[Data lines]
· · ·

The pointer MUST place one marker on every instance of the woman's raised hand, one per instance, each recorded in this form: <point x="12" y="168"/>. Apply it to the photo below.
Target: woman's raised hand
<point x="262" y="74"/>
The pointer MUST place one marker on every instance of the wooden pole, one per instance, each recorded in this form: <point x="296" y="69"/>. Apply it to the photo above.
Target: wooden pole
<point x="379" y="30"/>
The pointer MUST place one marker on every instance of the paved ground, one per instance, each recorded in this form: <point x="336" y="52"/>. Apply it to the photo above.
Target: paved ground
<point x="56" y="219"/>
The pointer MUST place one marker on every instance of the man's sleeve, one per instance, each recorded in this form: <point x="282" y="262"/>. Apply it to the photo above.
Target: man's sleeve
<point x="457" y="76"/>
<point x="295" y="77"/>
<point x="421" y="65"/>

· · ·

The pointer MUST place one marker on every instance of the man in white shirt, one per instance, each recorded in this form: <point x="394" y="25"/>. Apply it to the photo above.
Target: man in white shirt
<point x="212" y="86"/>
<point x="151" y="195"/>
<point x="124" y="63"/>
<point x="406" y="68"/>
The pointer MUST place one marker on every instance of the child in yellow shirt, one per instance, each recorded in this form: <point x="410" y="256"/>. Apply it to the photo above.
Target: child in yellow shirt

· · ·

# Exercise directions:
Rewrite the entries from the line that has "of the child" through the line that has "Target: child in yellow shirt", changing "yellow shirt" to "green jacket" and leaving everything else the same.

# Solved problem:
The pointer MUST place one marker on every instance of the child in green jacket, one per instance, each recorded in this form: <point x="410" y="256"/>. Apply it to the photo above.
Target: child in green jacket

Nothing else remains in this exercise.